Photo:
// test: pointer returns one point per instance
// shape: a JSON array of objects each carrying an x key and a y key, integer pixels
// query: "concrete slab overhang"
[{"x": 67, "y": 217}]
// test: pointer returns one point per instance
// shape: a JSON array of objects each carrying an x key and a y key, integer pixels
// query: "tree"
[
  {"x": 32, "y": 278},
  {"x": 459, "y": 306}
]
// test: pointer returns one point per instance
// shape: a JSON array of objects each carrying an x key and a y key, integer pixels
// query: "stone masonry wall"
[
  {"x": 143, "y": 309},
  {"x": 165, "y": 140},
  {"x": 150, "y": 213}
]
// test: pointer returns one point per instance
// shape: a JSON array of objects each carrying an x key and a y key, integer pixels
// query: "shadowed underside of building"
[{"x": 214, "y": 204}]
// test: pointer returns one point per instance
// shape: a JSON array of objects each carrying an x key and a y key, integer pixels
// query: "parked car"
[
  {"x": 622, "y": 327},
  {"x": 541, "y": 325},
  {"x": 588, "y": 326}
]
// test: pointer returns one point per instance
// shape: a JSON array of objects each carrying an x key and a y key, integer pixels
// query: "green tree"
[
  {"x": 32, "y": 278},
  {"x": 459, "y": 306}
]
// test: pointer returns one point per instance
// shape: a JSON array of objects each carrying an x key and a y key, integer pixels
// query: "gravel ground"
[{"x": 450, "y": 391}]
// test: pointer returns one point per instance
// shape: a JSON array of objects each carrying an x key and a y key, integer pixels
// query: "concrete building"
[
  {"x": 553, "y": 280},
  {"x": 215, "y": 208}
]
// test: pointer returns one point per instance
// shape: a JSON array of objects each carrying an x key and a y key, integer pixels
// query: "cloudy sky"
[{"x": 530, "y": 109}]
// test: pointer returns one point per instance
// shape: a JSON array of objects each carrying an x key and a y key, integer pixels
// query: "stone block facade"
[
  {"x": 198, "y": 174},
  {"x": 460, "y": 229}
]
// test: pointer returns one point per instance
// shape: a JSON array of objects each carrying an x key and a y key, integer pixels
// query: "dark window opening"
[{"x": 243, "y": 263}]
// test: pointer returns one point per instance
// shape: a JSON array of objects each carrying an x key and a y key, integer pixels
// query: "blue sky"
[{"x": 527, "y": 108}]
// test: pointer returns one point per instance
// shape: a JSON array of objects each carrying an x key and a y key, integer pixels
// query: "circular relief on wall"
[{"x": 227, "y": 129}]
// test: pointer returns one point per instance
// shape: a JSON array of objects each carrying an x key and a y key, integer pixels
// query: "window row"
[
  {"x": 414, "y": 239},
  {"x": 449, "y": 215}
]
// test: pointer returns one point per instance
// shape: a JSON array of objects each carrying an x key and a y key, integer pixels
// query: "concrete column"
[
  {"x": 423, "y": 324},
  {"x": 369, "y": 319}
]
++++++++++++++++++++
= WHAT THIS TASK INVOLVES =
Above are some records; extract every one of them exactly.

= FULL SOLUTION =
Photo:
// test: pointer returns one point per instance
// shape: a JSON array of objects each carrying an x key and a y key, integer pixels
// query: "concrete slab overhang"
[{"x": 67, "y": 217}]
// test: pointer returns one point per instance
// shape: a JSON array of objects each carrying an x key and a y key, integer pixels
// query: "tree"
[
  {"x": 32, "y": 278},
  {"x": 459, "y": 306}
]
// test: pointer returns one point per instance
// shape: a JSON array of objects each carrying an x key and a y key, integer pixels
// query: "stone masonry wall"
[
  {"x": 143, "y": 309},
  {"x": 165, "y": 140},
  {"x": 150, "y": 213}
]
// test: pointer returns one point per instance
// shape: a JSON array of objects each carrying an x key and a y key, integer pixels
// query: "shadowed underside of building"
[{"x": 214, "y": 204}]
// test: pointer returns one point per instance
// shape: a JSON array of objects each carrying an x key and a y key, integer pixels
// query: "parked car"
[
  {"x": 622, "y": 327},
  {"x": 541, "y": 325},
  {"x": 588, "y": 326}
]
// test: pointer returns one point per instance
// shape: a JSON array of objects each carrying an x key and a y key, integer pixels
// query: "green tree"
[
  {"x": 32, "y": 278},
  {"x": 459, "y": 306}
]
// test: pointer returns one point per instance
// shape: a JSON array of objects each carrying an x key and a y key, integer pixels
// query: "gravel ground"
[{"x": 450, "y": 391}]
// test: pointer returns one point per instance
// shape: a JSON array of objects each carrying an x key and a y key, integer pixels
// query: "concrete building"
[
  {"x": 553, "y": 280},
  {"x": 215, "y": 208}
]
// test: pointer returns one point per instance
// shape: a JSON array of objects each carrying an x key and a y key, integer pixels
// query: "cloudy sky"
[{"x": 530, "y": 109}]
// test: pointer returns one point per instance
// shape: a JSON array of objects each carrying an x key and a y key, integer pixels
// query: "stone block facade"
[
  {"x": 198, "y": 174},
  {"x": 460, "y": 229}
]
// test: pointer returns one point per instance
// shape: a JSON array of objects each carrying an x key and a y key, integer pixels
// query: "dark window opening"
[{"x": 243, "y": 263}]
// test: pointer returns one point per instance
// shape: a JSON array of objects each carrying an x key and a y key, integer pixels
// query: "blue sky"
[{"x": 527, "y": 108}]
// test: pointer returns one point per instance
// shape: a JSON array of objects each carrying an x key and a y key, integer pixels
// query: "circular relief on wall"
[{"x": 227, "y": 129}]
// test: pointer returns one point per instance
// shape: a JSON array of objects each carrying an x key and a y key, integer pixels
// query: "window row"
[
  {"x": 414, "y": 239},
  {"x": 449, "y": 215}
]
// test: pointer returns one point per instance
// shape: a JSON array of objects each carrying an x key and a y key, integer pixels
// query: "concrete column"
[
  {"x": 423, "y": 324},
  {"x": 369, "y": 319}
]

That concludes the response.